[START OF GIVEN INFORMATION]

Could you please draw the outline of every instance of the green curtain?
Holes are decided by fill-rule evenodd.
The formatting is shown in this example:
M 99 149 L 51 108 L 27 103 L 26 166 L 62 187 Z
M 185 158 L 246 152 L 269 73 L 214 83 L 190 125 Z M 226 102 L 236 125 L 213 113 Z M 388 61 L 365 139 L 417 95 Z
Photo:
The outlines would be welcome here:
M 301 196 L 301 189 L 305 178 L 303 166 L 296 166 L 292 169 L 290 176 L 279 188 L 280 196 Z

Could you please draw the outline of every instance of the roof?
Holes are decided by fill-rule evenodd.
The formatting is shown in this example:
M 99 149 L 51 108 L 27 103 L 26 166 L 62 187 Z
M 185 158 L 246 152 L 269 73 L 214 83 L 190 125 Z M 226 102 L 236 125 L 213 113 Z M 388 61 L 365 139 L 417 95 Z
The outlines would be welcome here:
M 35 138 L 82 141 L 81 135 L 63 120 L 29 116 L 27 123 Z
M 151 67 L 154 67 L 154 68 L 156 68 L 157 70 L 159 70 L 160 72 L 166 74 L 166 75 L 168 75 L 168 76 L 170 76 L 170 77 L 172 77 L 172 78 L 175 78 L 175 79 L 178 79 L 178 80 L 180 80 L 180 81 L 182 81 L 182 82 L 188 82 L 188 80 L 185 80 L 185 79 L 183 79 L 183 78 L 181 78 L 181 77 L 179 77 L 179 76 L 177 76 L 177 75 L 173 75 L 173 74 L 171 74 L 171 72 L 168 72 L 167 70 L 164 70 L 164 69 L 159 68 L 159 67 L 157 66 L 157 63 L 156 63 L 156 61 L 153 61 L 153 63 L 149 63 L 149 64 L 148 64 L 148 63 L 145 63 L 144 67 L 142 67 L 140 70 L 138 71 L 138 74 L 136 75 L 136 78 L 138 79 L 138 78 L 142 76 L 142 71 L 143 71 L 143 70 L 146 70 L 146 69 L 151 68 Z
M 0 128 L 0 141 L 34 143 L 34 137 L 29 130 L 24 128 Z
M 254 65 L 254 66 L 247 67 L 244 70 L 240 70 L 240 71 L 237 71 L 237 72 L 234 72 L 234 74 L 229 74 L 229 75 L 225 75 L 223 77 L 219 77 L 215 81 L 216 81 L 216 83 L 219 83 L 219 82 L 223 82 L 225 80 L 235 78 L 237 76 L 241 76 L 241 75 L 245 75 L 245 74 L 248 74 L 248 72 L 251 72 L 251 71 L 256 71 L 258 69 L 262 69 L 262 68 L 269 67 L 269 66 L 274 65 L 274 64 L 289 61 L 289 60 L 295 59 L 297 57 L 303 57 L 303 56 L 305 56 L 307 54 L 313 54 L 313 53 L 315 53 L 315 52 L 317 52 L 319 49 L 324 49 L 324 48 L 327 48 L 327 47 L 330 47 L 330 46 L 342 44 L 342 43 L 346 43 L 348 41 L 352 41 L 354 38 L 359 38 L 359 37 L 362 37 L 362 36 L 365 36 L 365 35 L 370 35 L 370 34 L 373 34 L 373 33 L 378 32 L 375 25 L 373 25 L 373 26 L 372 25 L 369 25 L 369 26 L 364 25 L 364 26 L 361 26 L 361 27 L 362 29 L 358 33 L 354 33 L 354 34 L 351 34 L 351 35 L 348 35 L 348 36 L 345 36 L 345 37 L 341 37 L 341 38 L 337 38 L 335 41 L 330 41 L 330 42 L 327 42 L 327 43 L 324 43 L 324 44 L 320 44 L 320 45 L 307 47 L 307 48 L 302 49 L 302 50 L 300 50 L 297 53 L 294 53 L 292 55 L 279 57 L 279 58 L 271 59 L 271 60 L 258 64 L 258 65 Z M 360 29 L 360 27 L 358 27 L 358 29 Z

[END OF GIVEN INFORMATION]

TASK PROMPT: Copy out all of the entries above word for word.

EXERCISE RESULT:
Could you please draw the outline of every instance of the green curtain?
Holes are decided by fill-rule evenodd.
The formatting is shown in this example:
M 99 149 L 51 108 L 27 103 L 26 166 L 62 187 Z
M 185 158 L 246 152 L 269 73 L 214 83 L 190 125 Z M 226 102 L 236 125 L 213 113 Z M 388 61 L 365 139 L 417 95 Z
Photo:
The outlines would be welcome here:
M 301 196 L 301 189 L 305 178 L 303 166 L 296 166 L 292 169 L 290 176 L 279 188 L 280 196 Z

Could you please draw the outline of every instance of the roof?
Holes are decided by fill-rule evenodd.
The formatting is shown in this example:
M 99 149 L 51 108 L 27 103 L 26 166 L 62 187 Z
M 185 158 L 246 152 L 269 73 L 214 83 L 190 125 Z M 226 102 L 236 125 L 213 113 Z M 388 61 L 365 139 L 417 95 Z
The outlines would be welcome here:
M 35 138 L 82 141 L 81 135 L 63 120 L 29 116 L 27 123 Z
M 151 67 L 154 67 L 154 68 L 156 68 L 157 70 L 159 70 L 160 72 L 166 74 L 166 75 L 168 75 L 168 76 L 170 76 L 170 77 L 172 77 L 172 78 L 175 78 L 175 79 L 178 79 L 178 80 L 180 80 L 180 81 L 182 81 L 182 82 L 188 82 L 188 80 L 185 80 L 185 79 L 183 79 L 183 78 L 181 78 L 181 77 L 179 77 L 179 76 L 177 76 L 177 75 L 173 75 L 173 74 L 171 74 L 171 72 L 168 72 L 167 70 L 164 70 L 164 69 L 159 68 L 159 67 L 157 66 L 157 63 L 156 63 L 156 61 L 153 61 L 153 63 L 149 63 L 149 64 L 148 64 L 148 63 L 145 63 L 144 67 L 142 67 L 140 70 L 138 71 L 138 74 L 136 75 L 136 78 L 138 79 L 138 78 L 142 76 L 142 71 L 143 71 L 143 70 L 146 70 L 146 69 L 151 68 Z
M 0 128 L 0 141 L 34 143 L 34 137 L 29 130 L 24 128 Z
M 254 65 L 254 66 L 247 67 L 244 70 L 240 70 L 240 71 L 237 71 L 237 72 L 234 72 L 234 74 L 229 74 L 229 75 L 225 75 L 223 77 L 219 77 L 215 81 L 216 81 L 216 83 L 219 83 L 219 82 L 223 82 L 225 80 L 235 78 L 237 76 L 241 76 L 241 75 L 245 75 L 245 74 L 248 74 L 248 72 L 251 72 L 251 71 L 256 71 L 258 69 L 262 69 L 262 68 L 269 67 L 269 66 L 274 65 L 274 64 L 289 61 L 289 60 L 295 59 L 297 57 L 303 57 L 303 56 L 305 56 L 307 54 L 313 54 L 313 53 L 315 53 L 315 52 L 317 52 L 319 49 L 324 49 L 324 48 L 327 48 L 327 47 L 330 47 L 330 46 L 342 44 L 342 43 L 346 43 L 348 41 L 352 41 L 354 38 L 359 38 L 359 37 L 362 37 L 362 36 L 365 36 L 365 35 L 370 35 L 370 34 L 373 34 L 373 33 L 378 32 L 375 25 L 373 25 L 373 26 L 372 25 L 369 25 L 369 26 L 364 25 L 364 26 L 361 26 L 361 27 L 362 29 L 358 33 L 354 33 L 354 34 L 351 34 L 351 35 L 348 35 L 348 36 L 345 36 L 345 37 L 341 37 L 341 38 L 337 38 L 335 41 L 330 41 L 330 42 L 327 42 L 327 43 L 324 43 L 324 44 L 320 44 L 320 45 L 307 47 L 307 48 L 302 49 L 302 50 L 300 50 L 297 53 L 294 53 L 292 55 L 279 57 L 279 58 L 271 59 L 271 60 L 258 64 L 258 65 Z M 360 29 L 360 27 L 358 27 L 358 29 Z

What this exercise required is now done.